**The task:**
Locate the line that contains "Study the photograph above. For every instance of the plate". Print it and each following line through the end of the listing, verbatim, and nothing more.

**Records to process:**
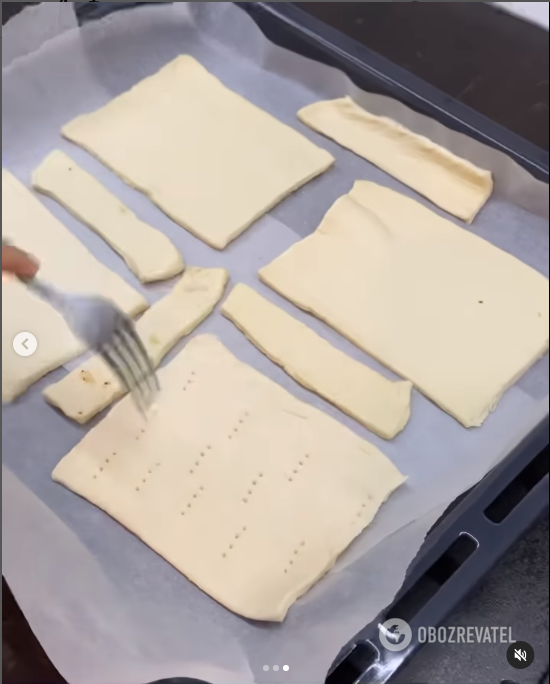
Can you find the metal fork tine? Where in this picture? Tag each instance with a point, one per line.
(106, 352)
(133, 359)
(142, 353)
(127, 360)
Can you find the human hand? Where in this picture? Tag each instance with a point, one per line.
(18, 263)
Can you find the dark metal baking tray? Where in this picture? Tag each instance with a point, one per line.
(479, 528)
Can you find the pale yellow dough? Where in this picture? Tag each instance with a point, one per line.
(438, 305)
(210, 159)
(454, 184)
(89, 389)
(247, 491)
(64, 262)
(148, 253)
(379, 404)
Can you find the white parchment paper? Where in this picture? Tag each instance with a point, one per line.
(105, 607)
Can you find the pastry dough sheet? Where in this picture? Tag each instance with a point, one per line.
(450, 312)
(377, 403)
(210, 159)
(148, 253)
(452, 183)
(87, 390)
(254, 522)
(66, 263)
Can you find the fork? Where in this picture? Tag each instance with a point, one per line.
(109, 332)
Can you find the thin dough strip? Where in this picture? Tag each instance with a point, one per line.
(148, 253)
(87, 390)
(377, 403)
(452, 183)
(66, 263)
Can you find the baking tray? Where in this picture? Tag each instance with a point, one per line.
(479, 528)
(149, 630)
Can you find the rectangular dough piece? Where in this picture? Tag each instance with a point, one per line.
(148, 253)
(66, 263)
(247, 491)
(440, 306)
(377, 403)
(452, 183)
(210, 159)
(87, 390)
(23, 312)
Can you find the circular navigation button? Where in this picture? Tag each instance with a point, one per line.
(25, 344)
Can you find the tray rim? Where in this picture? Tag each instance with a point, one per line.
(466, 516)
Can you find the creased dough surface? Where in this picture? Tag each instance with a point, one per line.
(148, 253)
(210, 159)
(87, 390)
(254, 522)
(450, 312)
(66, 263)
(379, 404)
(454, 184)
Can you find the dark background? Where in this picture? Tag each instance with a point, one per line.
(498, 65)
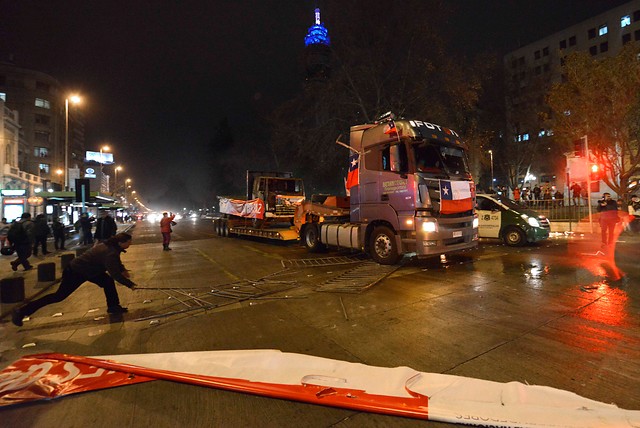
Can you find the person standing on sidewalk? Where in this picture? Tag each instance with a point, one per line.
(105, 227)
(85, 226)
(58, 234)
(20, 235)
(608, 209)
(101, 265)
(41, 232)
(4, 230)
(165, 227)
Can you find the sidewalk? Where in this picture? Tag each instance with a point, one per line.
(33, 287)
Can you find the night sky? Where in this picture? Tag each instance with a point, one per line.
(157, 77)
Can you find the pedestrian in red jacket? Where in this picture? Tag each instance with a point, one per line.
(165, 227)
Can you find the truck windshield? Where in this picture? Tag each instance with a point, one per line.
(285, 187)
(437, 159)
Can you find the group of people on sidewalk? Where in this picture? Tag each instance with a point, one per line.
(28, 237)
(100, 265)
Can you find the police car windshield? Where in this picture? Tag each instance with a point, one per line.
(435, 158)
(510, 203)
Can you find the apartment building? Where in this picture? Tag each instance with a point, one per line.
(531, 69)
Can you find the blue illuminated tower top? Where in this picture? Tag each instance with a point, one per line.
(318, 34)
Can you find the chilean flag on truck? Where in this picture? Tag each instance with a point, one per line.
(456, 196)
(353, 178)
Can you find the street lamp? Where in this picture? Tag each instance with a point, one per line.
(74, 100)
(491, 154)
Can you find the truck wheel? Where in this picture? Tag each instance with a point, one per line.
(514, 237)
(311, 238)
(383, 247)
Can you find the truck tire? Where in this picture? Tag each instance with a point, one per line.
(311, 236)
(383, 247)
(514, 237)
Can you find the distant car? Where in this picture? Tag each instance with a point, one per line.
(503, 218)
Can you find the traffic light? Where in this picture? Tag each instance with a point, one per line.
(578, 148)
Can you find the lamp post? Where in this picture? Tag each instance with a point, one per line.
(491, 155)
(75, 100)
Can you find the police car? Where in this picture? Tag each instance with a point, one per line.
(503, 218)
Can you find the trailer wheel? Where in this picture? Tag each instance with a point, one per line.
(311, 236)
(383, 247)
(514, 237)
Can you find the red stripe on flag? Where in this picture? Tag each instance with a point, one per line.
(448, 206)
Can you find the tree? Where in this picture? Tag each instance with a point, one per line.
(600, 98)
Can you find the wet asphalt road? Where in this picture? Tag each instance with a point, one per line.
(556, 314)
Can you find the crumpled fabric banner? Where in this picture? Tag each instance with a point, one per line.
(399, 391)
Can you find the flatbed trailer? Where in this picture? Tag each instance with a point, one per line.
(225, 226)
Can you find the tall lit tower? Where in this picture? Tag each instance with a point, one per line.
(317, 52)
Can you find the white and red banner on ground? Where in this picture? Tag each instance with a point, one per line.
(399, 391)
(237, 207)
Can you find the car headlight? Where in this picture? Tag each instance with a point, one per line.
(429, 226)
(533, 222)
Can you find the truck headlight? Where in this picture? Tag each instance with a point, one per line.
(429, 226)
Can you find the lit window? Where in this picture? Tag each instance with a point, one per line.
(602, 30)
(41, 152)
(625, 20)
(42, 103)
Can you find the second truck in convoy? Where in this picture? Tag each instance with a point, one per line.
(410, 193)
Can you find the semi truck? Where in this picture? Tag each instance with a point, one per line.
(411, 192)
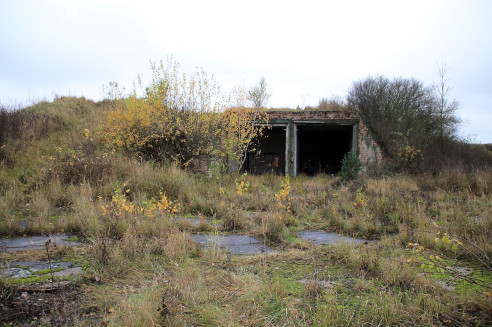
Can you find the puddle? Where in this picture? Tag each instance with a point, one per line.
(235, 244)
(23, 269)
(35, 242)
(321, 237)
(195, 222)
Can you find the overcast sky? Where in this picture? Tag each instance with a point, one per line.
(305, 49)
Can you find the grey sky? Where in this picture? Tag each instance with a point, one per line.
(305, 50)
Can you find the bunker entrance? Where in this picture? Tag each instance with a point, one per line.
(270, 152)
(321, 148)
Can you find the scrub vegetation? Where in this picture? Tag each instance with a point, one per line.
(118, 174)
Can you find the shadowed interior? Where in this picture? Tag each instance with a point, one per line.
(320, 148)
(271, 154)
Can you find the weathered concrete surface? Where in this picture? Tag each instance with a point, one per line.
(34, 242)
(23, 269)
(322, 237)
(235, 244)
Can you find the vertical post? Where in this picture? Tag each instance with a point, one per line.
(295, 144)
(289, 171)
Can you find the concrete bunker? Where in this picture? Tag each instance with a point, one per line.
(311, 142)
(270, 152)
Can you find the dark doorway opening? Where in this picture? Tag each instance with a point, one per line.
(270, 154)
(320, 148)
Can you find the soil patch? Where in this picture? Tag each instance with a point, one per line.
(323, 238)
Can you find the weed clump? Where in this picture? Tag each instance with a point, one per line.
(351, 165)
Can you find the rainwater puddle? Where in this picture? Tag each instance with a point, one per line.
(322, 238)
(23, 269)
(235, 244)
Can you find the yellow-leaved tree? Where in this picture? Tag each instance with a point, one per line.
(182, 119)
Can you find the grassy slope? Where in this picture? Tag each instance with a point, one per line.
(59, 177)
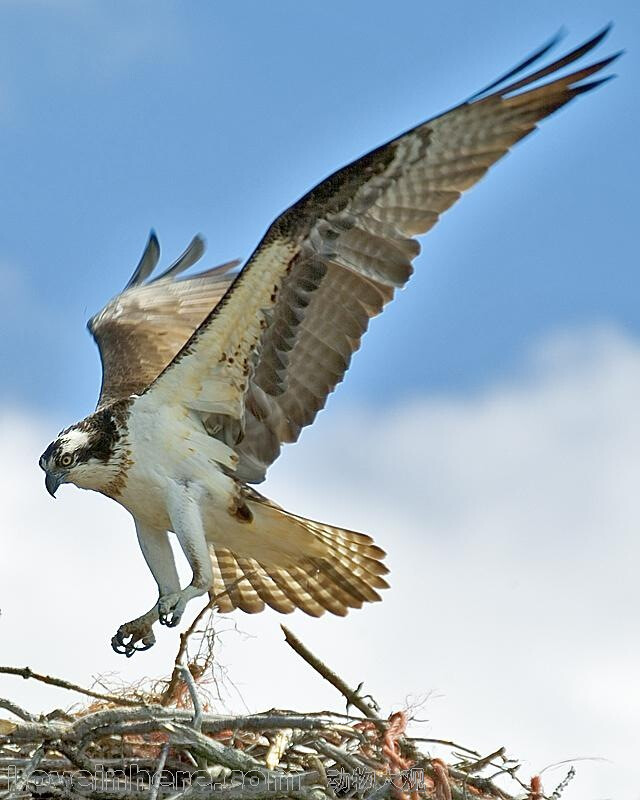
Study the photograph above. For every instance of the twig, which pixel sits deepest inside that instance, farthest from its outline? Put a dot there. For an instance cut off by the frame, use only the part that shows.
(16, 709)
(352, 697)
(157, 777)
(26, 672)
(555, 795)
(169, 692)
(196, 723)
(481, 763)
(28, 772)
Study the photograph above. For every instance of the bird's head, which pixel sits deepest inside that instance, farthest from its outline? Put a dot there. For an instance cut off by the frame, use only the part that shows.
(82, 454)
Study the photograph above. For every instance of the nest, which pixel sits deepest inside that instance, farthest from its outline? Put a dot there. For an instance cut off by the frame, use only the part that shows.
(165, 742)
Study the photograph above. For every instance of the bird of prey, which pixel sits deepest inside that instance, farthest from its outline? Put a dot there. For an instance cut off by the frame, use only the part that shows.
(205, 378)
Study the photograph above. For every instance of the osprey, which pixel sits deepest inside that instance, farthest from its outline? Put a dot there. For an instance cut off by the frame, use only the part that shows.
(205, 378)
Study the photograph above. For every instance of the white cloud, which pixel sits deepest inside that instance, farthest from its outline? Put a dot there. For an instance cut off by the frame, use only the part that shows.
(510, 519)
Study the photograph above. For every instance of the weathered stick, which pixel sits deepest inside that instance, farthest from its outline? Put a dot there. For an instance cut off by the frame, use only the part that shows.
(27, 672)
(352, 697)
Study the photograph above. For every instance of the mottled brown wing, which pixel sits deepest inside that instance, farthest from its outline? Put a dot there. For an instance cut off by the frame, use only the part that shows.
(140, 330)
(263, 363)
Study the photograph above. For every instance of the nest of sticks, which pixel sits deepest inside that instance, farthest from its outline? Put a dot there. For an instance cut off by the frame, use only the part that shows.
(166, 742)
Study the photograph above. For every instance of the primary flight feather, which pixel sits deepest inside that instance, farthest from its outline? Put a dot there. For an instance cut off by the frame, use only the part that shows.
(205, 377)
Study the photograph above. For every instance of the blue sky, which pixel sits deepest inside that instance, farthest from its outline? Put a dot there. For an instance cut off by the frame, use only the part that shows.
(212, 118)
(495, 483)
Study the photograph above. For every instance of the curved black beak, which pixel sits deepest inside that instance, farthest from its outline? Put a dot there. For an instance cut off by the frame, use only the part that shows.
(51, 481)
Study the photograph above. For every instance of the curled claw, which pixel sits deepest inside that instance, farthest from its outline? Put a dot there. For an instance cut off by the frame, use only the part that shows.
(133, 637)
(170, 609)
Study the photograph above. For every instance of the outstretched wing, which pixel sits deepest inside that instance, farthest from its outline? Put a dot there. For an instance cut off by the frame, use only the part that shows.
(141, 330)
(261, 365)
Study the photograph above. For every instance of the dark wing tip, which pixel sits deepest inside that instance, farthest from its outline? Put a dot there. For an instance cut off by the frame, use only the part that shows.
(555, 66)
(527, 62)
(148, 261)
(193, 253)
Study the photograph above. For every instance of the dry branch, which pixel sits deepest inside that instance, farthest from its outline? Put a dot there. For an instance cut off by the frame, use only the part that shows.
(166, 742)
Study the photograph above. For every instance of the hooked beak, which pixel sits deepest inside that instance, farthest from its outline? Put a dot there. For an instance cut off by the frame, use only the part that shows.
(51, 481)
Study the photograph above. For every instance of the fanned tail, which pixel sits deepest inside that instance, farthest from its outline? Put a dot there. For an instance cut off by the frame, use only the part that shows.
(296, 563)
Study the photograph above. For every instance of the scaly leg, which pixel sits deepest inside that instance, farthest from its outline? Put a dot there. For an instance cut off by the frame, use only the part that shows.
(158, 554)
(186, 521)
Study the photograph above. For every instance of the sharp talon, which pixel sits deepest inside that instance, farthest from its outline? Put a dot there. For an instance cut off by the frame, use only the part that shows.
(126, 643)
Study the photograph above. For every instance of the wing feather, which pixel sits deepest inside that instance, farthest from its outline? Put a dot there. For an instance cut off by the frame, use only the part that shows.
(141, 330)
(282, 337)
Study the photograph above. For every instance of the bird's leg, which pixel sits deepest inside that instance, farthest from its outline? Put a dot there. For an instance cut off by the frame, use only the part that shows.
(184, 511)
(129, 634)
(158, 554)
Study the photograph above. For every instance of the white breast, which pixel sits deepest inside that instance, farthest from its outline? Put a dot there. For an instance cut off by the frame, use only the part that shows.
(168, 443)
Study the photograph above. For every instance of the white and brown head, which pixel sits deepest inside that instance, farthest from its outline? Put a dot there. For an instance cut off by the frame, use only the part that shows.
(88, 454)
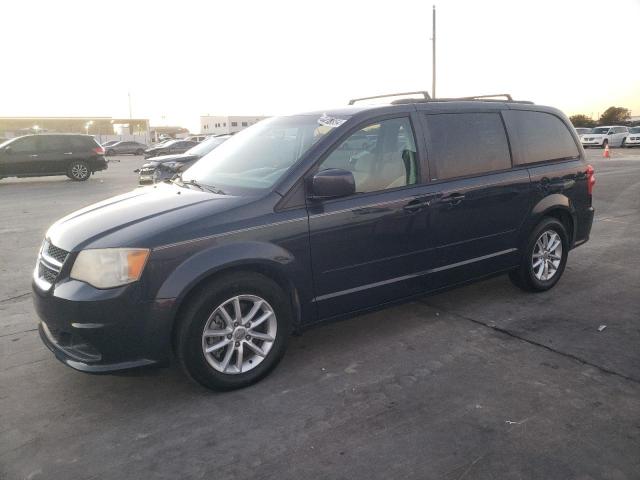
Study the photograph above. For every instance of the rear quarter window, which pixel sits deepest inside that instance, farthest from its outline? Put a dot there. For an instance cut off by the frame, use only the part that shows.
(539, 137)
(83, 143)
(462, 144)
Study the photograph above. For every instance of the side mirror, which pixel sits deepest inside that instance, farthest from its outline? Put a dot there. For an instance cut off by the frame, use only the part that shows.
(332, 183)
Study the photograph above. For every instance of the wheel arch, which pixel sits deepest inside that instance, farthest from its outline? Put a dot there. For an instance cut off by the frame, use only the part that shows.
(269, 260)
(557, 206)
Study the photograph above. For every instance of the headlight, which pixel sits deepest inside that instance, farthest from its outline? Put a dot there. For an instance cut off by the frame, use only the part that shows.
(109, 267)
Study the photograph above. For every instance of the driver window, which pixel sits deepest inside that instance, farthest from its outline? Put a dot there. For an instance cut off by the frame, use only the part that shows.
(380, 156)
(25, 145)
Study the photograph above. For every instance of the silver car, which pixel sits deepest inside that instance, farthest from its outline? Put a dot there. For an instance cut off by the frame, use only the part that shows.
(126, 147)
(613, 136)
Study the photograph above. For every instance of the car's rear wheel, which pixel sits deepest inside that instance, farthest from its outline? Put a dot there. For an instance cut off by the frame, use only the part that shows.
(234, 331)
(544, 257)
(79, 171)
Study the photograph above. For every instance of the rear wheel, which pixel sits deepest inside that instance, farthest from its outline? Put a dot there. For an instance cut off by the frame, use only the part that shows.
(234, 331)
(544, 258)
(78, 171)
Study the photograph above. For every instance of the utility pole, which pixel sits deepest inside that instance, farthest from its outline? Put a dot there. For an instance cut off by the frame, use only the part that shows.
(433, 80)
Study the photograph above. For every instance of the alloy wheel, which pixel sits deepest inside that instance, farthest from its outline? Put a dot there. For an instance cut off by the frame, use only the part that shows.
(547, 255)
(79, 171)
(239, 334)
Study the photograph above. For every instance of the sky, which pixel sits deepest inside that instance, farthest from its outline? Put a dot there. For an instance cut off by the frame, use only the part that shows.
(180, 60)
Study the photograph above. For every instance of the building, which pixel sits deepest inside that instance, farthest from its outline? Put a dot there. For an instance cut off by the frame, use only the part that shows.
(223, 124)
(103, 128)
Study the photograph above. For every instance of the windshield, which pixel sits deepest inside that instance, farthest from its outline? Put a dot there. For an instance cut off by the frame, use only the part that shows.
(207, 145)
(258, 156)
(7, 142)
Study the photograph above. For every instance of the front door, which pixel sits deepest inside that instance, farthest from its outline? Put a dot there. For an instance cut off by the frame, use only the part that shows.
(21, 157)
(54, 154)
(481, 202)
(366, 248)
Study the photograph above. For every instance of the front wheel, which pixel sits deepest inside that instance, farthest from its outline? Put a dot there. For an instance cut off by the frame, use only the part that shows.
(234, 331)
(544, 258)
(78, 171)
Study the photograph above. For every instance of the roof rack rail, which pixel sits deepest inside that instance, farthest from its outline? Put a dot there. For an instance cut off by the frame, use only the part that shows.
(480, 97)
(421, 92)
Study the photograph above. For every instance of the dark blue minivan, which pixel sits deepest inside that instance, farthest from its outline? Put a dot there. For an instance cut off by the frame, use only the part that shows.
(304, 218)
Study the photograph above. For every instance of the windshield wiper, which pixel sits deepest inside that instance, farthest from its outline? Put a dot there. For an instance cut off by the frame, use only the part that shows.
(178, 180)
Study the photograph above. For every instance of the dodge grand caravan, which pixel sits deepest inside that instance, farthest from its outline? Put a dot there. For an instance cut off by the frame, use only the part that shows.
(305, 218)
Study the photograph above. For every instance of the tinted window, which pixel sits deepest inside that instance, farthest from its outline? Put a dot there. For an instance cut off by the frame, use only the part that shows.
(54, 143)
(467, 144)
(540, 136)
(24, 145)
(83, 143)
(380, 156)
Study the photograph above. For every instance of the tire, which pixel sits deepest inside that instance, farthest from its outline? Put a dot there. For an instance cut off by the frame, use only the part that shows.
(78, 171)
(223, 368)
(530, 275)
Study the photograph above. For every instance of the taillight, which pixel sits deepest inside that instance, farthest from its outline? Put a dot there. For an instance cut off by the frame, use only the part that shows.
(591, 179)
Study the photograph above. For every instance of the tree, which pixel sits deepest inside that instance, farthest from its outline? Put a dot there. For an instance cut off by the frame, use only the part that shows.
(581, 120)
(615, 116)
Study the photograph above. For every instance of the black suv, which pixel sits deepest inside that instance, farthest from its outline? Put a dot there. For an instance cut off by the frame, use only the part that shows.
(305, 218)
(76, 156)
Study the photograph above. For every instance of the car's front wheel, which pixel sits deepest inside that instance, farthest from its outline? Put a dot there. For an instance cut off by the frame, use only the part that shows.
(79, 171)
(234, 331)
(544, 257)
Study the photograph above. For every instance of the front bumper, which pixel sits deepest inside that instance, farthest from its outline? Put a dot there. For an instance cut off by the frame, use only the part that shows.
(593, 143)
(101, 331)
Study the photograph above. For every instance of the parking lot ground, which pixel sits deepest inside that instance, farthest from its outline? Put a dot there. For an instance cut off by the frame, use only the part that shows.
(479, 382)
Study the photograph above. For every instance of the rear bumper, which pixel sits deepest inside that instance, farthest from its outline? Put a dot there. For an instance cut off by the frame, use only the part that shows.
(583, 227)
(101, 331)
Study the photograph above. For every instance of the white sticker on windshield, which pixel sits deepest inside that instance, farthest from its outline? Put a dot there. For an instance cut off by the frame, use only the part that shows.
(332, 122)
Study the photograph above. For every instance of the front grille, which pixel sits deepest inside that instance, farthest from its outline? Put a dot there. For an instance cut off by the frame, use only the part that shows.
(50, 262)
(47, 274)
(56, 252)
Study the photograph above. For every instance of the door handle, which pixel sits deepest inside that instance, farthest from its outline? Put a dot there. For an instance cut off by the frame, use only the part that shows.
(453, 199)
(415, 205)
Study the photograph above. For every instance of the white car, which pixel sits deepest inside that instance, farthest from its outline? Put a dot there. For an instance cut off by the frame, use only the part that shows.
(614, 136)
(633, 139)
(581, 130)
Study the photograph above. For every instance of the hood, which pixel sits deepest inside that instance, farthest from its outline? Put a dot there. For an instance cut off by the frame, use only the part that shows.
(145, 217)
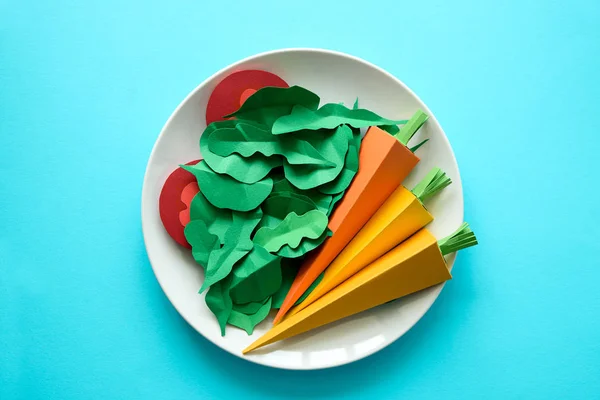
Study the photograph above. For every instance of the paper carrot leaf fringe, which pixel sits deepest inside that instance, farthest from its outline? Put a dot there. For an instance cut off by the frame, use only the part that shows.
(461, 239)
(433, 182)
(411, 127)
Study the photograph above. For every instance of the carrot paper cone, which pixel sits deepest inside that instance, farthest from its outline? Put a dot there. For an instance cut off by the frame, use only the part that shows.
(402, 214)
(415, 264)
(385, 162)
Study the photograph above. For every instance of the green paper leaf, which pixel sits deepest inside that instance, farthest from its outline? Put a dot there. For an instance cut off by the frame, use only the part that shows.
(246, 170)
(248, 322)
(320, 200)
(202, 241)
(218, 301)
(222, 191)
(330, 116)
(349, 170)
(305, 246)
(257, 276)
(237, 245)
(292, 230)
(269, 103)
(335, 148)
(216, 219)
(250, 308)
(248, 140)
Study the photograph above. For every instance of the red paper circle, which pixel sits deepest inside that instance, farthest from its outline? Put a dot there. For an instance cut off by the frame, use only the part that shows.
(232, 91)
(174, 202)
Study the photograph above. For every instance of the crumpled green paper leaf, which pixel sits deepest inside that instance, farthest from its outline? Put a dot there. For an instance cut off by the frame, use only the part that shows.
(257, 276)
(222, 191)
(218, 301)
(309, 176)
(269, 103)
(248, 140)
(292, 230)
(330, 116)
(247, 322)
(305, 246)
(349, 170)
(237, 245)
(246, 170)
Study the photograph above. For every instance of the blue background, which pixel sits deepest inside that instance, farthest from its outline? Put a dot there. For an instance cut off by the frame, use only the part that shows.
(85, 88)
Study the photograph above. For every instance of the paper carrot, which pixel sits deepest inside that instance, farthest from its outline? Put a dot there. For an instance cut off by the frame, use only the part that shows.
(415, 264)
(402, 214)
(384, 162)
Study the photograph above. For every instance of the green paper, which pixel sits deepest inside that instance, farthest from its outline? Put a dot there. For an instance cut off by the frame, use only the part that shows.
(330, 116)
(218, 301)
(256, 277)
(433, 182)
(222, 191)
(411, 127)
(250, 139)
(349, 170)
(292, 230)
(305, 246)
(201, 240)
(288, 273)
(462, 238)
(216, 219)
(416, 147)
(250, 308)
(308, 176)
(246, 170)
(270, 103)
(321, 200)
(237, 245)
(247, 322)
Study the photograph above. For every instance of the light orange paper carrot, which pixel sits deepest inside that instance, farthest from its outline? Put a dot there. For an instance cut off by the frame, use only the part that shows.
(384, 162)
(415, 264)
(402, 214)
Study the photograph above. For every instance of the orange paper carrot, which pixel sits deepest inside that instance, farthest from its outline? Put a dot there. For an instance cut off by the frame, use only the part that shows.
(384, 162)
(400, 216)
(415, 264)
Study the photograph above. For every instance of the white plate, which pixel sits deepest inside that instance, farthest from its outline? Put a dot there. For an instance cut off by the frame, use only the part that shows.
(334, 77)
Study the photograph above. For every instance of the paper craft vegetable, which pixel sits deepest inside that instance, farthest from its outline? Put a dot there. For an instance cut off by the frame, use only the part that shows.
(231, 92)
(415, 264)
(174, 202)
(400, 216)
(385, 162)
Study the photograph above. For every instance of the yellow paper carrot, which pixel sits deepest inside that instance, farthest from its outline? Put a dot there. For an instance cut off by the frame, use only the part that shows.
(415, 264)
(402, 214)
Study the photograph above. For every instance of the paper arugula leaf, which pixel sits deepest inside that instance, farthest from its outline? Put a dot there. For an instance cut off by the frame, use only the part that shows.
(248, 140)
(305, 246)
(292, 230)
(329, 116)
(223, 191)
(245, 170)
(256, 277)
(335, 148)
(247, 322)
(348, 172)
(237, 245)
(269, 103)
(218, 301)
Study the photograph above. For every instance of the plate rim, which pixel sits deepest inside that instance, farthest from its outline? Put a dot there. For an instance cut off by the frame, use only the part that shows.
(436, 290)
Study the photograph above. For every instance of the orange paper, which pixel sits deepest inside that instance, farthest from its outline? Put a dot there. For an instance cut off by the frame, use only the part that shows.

**Task result:**
Study the photograph above. For every instance of the plate rim, which pixel sits deepest inside that instance, farthest from its outline? Put a dot there. For an instance cut off by the frame, use only the part that shows.
(436, 290)
Study the photograph above. For every instance of the orange paper, which pixel sits deepest inside that instance, farthest from its outline? Put a dot there. For an instance cut off by the frame, use only the part that shows.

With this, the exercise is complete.